### Page excerpt

What is extremely common in TV or movies but almost never happens in real life?

Not on the scale that Hollywood uses them!

That’s why in real-life they talk about their nefarious plans in a crowded restaurants (according to the movies).

And “So I Married an Axe Murderer” lampooned this. I hadn’t seen it in years, but here goes:

Police Chief: [noticing Tony is depressed] Tony? I don’t want to intrude, but you seem a little down.

Tony Giardino: Well, Captain, it’s about my job.

Police Chief: Ah.

[sits down with Tony]

Tony Giardino: I’m having doubts about being a cop. You know, it’s not like how it is on TV. All I do all day is fill out forms and paperwork. I mean, this is what I do.

Police Chief: [contemplates] It’s a point well taken, Tony. But you must understand, although it’s not exciting, it’s a very important part of our work.

### To be done
1. From the TV-versus-real-life excerpt, quote the stretch from "[sits down with" through "is what I do.".
2. In the TV-versus-real-life excerpt, condense the paragraph beginning "Tony Giardino: I’m having doubts about being a cop" into one shorter sentence that keeps its main facts.

### Extracted data
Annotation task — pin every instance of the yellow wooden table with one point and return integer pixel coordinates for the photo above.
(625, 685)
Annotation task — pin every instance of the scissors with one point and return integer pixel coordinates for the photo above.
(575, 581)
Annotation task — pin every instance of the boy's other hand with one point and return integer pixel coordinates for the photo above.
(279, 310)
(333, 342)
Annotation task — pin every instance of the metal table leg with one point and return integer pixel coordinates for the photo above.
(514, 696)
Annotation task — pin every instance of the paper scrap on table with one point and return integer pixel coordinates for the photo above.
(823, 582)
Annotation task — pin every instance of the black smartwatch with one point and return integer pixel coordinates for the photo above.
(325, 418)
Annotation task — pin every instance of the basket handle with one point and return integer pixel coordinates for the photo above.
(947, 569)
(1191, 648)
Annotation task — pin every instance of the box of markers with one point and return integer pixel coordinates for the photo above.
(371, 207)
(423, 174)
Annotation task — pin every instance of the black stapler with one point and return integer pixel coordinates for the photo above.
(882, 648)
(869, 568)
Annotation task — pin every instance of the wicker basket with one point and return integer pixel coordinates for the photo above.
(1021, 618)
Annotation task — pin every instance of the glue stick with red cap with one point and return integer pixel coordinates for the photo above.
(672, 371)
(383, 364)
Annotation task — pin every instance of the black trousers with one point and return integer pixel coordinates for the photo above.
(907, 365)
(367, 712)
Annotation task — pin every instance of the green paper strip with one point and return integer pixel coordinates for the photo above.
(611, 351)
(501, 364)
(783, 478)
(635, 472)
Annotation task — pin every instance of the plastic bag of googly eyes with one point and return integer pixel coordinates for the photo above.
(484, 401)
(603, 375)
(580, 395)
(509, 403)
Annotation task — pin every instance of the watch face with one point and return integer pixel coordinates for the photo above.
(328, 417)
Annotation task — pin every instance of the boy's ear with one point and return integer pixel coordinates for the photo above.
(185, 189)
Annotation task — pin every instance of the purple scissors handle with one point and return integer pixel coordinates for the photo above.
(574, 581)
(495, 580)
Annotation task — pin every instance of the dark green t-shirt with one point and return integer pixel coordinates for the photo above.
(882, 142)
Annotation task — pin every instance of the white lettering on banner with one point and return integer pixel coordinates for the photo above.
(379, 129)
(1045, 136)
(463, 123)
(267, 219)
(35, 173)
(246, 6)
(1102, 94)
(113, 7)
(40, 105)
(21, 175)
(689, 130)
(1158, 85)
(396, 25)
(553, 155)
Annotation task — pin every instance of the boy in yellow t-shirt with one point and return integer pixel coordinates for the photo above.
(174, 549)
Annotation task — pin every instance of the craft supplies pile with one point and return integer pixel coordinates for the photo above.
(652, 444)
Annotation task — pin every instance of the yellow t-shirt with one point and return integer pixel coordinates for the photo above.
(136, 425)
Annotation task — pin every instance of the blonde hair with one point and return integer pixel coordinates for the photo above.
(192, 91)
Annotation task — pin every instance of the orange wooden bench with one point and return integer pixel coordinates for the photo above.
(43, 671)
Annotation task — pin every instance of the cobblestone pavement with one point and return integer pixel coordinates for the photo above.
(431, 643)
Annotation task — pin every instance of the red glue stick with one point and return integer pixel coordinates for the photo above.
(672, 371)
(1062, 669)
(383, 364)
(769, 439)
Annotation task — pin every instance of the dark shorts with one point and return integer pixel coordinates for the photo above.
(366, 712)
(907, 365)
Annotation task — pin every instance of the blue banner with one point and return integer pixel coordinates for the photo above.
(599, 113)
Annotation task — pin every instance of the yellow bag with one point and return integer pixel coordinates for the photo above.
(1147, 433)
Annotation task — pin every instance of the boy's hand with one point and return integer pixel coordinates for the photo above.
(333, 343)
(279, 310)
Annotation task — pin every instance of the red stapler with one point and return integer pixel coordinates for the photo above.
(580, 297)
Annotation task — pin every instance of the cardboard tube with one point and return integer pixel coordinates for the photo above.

### Answers to each task
1.
[sits down with Tony]

Tony Giardino: I’m having doubts about being a cop. You know, it’s not like how it is on TV. All I do all day is fill out forms and paperwork. I mean, this is what I do.

2. Tony Giardino says he doubts being a cop, that the job isn't like it is on TV, and that he spends all day filling out forms and paperwork.